Reproduce the records below with every "sports review" changed to "street survey" and nothing else altered. Omit the pictures.

┄┄┄┄┄┄┄┄┄┄┄┄┄┄┄┄┄┄┄┄

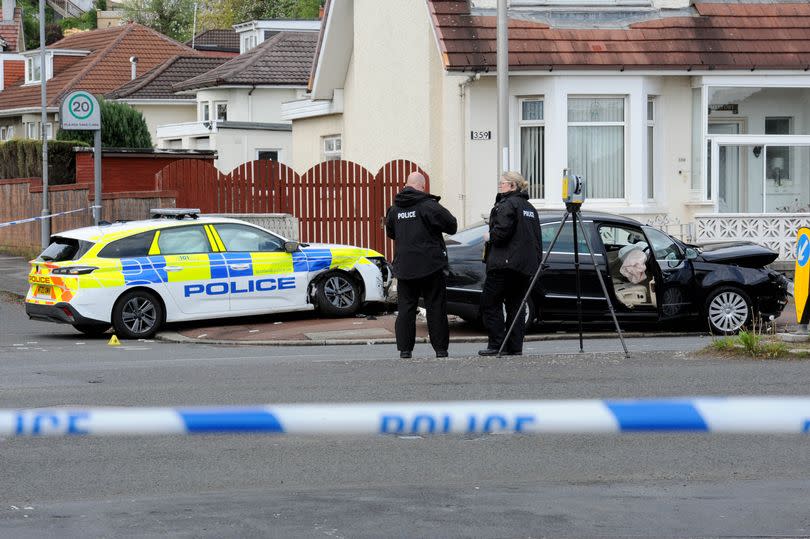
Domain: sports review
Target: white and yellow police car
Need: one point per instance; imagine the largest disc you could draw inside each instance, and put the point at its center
(178, 266)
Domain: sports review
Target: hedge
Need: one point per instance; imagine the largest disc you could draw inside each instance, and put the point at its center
(22, 158)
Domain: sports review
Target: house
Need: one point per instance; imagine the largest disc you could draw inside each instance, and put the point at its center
(12, 43)
(239, 102)
(216, 42)
(675, 113)
(153, 94)
(98, 61)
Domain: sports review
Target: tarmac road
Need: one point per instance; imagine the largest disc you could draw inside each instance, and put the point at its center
(450, 486)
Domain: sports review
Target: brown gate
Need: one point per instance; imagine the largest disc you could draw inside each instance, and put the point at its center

┄┄┄┄┄┄┄┄┄┄┄┄┄┄┄┄┄┄┄┄

▸ **COMPLETE ANSWER**:
Domain: street survey
Target: white and yellow police car
Need: one point per instance; imagine the largest disc you could draw inside each instance, and put the point at its center
(178, 266)
Domain: street survey
Target: hedge
Need: one point per instance; imagine the largest disc you could draw inside each instance, and put the point at its center
(22, 158)
Domain: street survey
Target: house
Need: one point per instance; imagine the largest disc you could draw inside each instance, and put the point at its center
(12, 43)
(239, 102)
(216, 42)
(675, 113)
(153, 94)
(98, 61)
Domain: street survey
Target: tarmac road
Need: one point per instance; imagine the largest disc you could draw inside each instance, and put the point at its center
(450, 486)
Domain: street survey
Target: brown gate
Need: one point per instance; imagine the largest disc you could draw inside each instance, and put the point at its center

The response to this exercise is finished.